- What the task requires
In the inquest report below, copy word for word everything from "Amman, 20, from" down to "stem the bleeding.".
Passage for review section start
Sudesh Amman inquest: Witness feared Streatham terror attacker would stab child
A witness to the Streatham terror attack has told an inquest into the perpetrator’s death about how he approached a group of people that included a child.
Katherine Day said she saw Sudesh Amman bearing down on the child as he launched a 62-second rampage on Streatham High Road in London on 2 February last year.
Amman, 20, from Queensbury, North London, had grabbed a 20cm kitchen knife from a hardware store and stabbed two passers-by in the attack.
He was shot dead by an armed surveillance team that had watched him look at knives and buy items for a fake suicide belt two days earlier.
Ms Day and her partner Thomas Baldwin, who were shopping in the area at the time, came to the rescue of a male victim, who was not named at the inquest.
The couple saved his life by taking their tops off to stem the bleeding.
Ms Day told the inquest how she had driven her blue Volkswagen Polo from a Lidl car park and into Streatham High Road when she heard a commotion and saw a man coming out of a shop, following by someone telling him to stop.
“I thought it was a robbery if I’m honest. I thought it was him running out of the shop after stealing something,” she said, explaining how she first saw him lunge at a woman and then the male victim, which is when she saw he had a knife.
“His pace had picked up at that point but once again not sprinting, more of a jog or dash,” she said.
“I saw him approach a mixed age group. From recollection there was definitely a child.”
Jonathan Hough QC, for the coroner, asked: “You were concerned he was lunging to stab a child, concerned that he might have gone for a child?”
“Yes, very much so,” Ms Day said.
The male victim, who was heading to Argos went he was attacked, told the inquest that he did not realise he had been stabbed until he saw the blood.
“I felt something on my right-hand side and put my hand down and blood was spurting out and hitting my hand,” he said in a statement.
“I didn’t see who did this as they came from behind. I couldn’t breathe when the knife went in. I couldn’t believe it until I saw the blood hitting my hand and realised it was me.
“I walked maybe three or four metres before I fell over and people came to help me,” he said.
The man also described how Ms Day and Mr Baldwin came towards him and took their tops off to stop the bleeding. “I will never forget them,” he said.
He said the woman as crying and saying: “Please don’t go, where is the ambulance?”
“The lady was stopping the blood. The police and ambulance then arrived and I could hear them, but not see very well,” he added.
“I heard someone say, ‘we can’t drive, he’s not going to make it’. They pulled over and put a mask on me and then I don’t remember anything until the hospital.
Explaining the impact the attack has had, the man said: “This has affected me a lot. Thank God for the doctors or I would be dead.
“My mind is not the same and I am very stressed, but the doctors have said I will slowly get better. I am sleeping very badly and have bad dreams.”
He described four wounds from surgery and said he still struggles to turn his head properly.
Passage for review section end
Material supplied section start
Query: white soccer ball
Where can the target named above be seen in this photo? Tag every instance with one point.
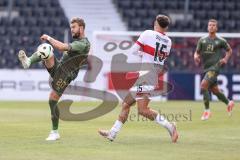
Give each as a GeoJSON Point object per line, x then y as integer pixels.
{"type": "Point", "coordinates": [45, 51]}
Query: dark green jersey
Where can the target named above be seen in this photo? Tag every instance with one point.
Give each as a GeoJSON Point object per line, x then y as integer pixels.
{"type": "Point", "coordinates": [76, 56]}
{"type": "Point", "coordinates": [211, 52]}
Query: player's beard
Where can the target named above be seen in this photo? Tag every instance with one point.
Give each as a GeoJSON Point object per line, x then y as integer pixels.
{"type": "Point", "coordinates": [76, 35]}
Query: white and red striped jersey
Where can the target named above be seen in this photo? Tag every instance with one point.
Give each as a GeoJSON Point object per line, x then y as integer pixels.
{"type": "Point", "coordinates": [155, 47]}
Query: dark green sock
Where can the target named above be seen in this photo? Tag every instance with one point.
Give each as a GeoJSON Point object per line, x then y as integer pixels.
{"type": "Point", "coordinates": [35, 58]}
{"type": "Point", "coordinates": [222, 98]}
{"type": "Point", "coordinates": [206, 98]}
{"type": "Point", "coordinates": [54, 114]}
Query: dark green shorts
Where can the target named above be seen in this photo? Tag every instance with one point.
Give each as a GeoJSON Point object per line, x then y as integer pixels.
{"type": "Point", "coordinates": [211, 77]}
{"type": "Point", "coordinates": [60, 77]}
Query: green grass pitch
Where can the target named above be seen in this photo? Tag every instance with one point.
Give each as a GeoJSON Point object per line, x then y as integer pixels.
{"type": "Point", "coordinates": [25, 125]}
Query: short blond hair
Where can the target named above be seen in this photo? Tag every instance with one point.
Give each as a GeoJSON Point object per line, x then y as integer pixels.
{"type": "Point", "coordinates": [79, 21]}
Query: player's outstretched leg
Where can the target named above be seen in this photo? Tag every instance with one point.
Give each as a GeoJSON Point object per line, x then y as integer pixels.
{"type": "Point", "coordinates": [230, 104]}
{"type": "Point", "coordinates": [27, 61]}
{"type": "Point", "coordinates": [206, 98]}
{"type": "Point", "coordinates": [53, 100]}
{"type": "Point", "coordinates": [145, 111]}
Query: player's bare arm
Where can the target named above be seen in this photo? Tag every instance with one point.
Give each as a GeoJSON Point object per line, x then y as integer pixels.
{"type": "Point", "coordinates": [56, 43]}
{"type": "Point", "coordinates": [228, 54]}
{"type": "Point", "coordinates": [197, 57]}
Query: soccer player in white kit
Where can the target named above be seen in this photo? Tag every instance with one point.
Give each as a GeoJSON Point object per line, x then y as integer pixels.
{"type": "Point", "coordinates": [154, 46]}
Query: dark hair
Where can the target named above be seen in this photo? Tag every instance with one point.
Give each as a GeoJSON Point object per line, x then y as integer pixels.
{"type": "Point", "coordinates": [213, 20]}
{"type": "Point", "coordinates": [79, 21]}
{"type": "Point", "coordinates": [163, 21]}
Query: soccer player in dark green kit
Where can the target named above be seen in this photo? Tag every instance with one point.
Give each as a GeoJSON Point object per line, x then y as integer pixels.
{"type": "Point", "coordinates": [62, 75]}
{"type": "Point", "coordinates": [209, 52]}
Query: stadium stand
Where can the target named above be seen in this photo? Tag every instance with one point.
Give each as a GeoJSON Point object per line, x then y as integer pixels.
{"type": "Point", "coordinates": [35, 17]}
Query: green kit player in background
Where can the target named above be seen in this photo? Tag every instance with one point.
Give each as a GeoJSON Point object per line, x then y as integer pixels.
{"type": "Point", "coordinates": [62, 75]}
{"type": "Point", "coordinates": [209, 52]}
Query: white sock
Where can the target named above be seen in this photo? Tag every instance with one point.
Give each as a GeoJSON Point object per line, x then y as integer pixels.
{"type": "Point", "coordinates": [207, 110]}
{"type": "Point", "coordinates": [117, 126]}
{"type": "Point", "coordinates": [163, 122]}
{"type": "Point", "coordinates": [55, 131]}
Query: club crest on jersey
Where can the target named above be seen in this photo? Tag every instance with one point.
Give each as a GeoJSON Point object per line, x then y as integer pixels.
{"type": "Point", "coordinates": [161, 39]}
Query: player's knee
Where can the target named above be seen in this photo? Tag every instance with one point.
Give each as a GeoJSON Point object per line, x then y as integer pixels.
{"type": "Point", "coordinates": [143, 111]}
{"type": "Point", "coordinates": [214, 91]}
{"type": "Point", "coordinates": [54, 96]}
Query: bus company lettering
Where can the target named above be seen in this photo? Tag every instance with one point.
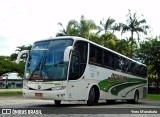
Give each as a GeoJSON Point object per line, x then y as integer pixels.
Material supplied section end
- Task response
Amman, 20, from Queensbury, North London, had grabbed a 20cm kitchen knife from a hardware store and stabbed two passers-by in the attack.
He was shot dead by an armed surveillance team that had watched him look at knives and buy items for a fake suicide belt two days earlier.
Ms Day and her partner Thomas Baldwin, who were shopping in the area at the time, came to the rescue of a male victim, who was not named at the inquest.
The couple saved his life by taking their tops off to stem the bleeding.